> **本文**:
健康被害が懸念されるとするアメリカの指針値、20ナノグラムを超えた人が半数以上となる結果だった。

有機フッ素化合物・PFASは、アメリカ軍が使用してきた泡消火剤に含まれ、発がん性のほか子どもの成長に悪影響を及ぼす恐れが指摘されている。

県内では、北谷浄水場の水道水からも検出されたPFAS。
2022年、市民団体が387人を採血して調べたところ、環境省が実施した全国調査の平均値を上回り、最も高かった北谷町では3.1倍という結果になった。

識者「横田基地も汚染源の一つと考えられる」

沖縄ではアメリカ軍基地周辺の河川や湧き水から高濃度で検出されていることから、横田基地に近い多摩地区の住民が調査の対象となった。

分析を担当した京都大学の原田准教授は、工場や空港など泡消火剤を使用する場所が汚染源と考える必要があるとして、「横田基地も汚染源の一つと考えられる」と指摘した。

京都大学 原田浩二 准教授:
PFASを使用した履歴のある施設は、そういった観点からも一つの原因として考えなければいけません

日本国全体の問題で国に言ってもらわないといけない

血中濃度調査の結果を受けて台所の水道に浄水器を付けたと話すのは、国分寺市の中村紘子さん(80歳)。
血中濃度調査の結果は、PFOSとPFOAを合わせて36ナノグラムだった。

国分寺市の浄水所の水にPFASが含まれていたことは、3年前の2020年に新聞を読んで知った。

国分寺市に住む中村紘子さん:
最初は、自分の健康と結びついていませんでした。いろいろ勉強して体に影響があるということを知っていく中で、だんだん怖くなってきました

血中濃度調査を行うことになり、国分寺の市民への呼びかけ人として活動した。

> **作業指示**:
PFASの血中濃度調査を伝える本文を、最初から最後まで一字一句たがえずに書き写してください。 この後に続く資料は、本文の内容とは関係がありません。

> **資料一覧**:
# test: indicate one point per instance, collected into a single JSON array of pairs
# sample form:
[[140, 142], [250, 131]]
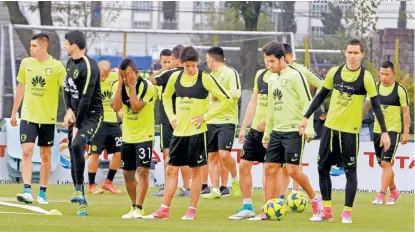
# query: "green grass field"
[[105, 213]]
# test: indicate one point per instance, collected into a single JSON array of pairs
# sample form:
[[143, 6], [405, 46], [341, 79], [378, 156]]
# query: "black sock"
[[43, 188], [351, 186], [91, 177], [325, 183], [111, 174]]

> **想定解答**:
健康被害が懸念されるとするアメリカの指針値、20ナノグラムを超えた人が半数以上となる結果だった。

有機フッ素化合物・PFASは、アメリカ軍が使用してきた泡消火剤に含まれ、発がん性のほか子どもの成長に悪影響を及ぼす恐れが指摘されている。

県内では、北谷浄水場の水道水からも検出されたPFAS。
2022年、市民団体が387人を採血して調べたところ、環境省が実施した全国調査の平均値を上回り、最も高かった北谷町では3.1倍という結果になった。

識者「横田基地も汚染源の一つと考えられる」

沖縄ではアメリカ軍基地周辺の河川や湧き水から高濃度で検出されていることから、横田基地に近い多摩地区の住民が調査の対象となった。

分析を担当した京都大学の原田准教授は、工場や空港など泡消火剤を使用する場所が汚染源と考える必要があるとして、「横田基地も汚染源の一つと考えられる」と指摘した。

京都大学 原田浩二 准教授:
PFASを使用した履歴のある施設は、そういった観点からも一つの原因として考えなければいけません

日本国全体の問題で国に言ってもらわないといけない

血中濃度調査の結果を受けて台所の水道に浄水器を付けたと話すのは、国分寺市の中村紘子さん(80歳)。
血中濃度調査の結果は、PFOSとPFOAを合わせて36ナノグラムだった。

国分寺市の浄水所の水にPFASが含まれていたことは、3年前の2020年に新聞を読んで知った。

国分寺市に住む中村紘子さん:
最初は、自分の健康と結びついていませんでした。いろいろ勉強して体に影響があるということを知っていく中で、だんだん怖くなってきました

血中濃度調査を行うことになり、国分寺の市民への呼びかけ人として活動した。